■ Job A ■
Return the passage of the microrobot swarm text starting at "From Patterns to" and ending at "more practical applications.", copied word for word.
======== Page extract
The key insight is that these interactions generate emergent phenomena—complex behaviors that arise naturally from the combination of simple elements. With this approach, the collective can perform tasks far beyond the capability of any individual disk.

From Patterns to Practical Work

Earlier experiments in Petersen’s Collective Embodied Intelligence Lab and with the Max Planck Institute had shown that the microrobots could self-organize into various patterns. Building on that foundation, the team conducted experiments to explore more practical applications.

The researchers tested swarms ranging from 10 to 1,000 microrobots. Even at these tiny scales, the disks generated sufficient fluidic torque—the force transmitted through fluid flows—to manipulate passive structures. Their experiments included:

• Rotating multiple concentric rings simultaneously

• Turning circular gears and rack-and-pinion systems

• Operating grippers and buoy-like 3D structures

• Absorbing and expelling dozens of passive objects

These demonstrations highlighted the versatility of collective microrobots. Petersen emphasizes the challenge of modeling such systems:

"Modeling many interacting microrobots at these scales is challenging. So we combined experiments and simulations to understand how their collective flows and interactions produce these behaviors."
================
■ Job B ■
Shift the coordinate answers in the records by adding 115 to every number, then give the lines again with their requests, starting at the line that contains "If you could point to the taxi wing" and ending at the last line of the records. Give only those lines.
======== Record set
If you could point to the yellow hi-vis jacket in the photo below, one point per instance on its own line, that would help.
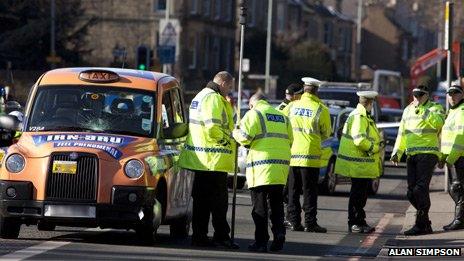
(452, 135)
(268, 133)
(419, 130)
(310, 120)
(358, 154)
(209, 145)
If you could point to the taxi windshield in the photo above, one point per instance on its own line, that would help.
(93, 109)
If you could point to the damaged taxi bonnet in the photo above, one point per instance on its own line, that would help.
(110, 113)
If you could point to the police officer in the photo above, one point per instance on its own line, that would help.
(358, 158)
(452, 147)
(209, 151)
(418, 133)
(310, 121)
(264, 129)
(292, 93)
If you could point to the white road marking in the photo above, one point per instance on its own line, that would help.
(33, 250)
(369, 241)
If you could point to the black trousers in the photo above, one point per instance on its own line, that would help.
(302, 179)
(456, 182)
(259, 198)
(357, 201)
(420, 169)
(210, 196)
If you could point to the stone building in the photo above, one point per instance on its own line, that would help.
(206, 35)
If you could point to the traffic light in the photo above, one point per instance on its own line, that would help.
(143, 57)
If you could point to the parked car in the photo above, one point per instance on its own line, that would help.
(340, 91)
(99, 148)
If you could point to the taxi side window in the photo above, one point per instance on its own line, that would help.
(172, 111)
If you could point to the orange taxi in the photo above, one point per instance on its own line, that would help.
(99, 148)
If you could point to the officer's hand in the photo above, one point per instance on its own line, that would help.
(441, 164)
(394, 159)
(382, 144)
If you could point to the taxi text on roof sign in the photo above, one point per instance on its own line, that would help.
(99, 76)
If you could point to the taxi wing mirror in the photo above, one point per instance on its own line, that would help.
(339, 132)
(177, 130)
(8, 126)
(9, 123)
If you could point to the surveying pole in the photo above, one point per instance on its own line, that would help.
(242, 22)
(448, 48)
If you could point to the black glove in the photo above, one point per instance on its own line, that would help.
(382, 144)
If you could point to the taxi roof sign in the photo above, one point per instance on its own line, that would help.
(99, 76)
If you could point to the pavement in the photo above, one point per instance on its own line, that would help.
(441, 213)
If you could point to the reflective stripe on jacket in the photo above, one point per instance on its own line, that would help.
(310, 120)
(268, 133)
(419, 130)
(209, 145)
(358, 154)
(452, 135)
================
■ Written response A ■
From Patterns to Practical Work

Earlier experiments in Petersen’s Collective Embodied Intelligence Lab and with the Max Planck Institute had shown that the microrobots could self-organize into various patterns. Building on that foundation, the team conducted experiments to explore more practical applications.

■ Written response B ■
If you could point to the taxi wing mirror in the photo above, one point per instance on its own line, that would help.
(454, 247)
(292, 245)
(123, 241)
(124, 238)
If you could point to the surveying pole in the photo above, one point per instance on its own line, that would help.
(357, 137)
(563, 163)
If you could point to the black glove in the photo above, one point per instance on its own line, that would help.
(497, 259)
If you could point to the taxi roof sign in the photo above, one point per instance on its own line, that would help.
(214, 191)
If you could point to the pavement in the photo above, one point per instance on its own line, that would help.
(556, 328)
If you could point to the reflective stripe on jacket in the photo above, one point per instance on its own line, that would help.
(425, 235)
(383, 248)
(534, 245)
(324, 260)
(473, 269)
(567, 250)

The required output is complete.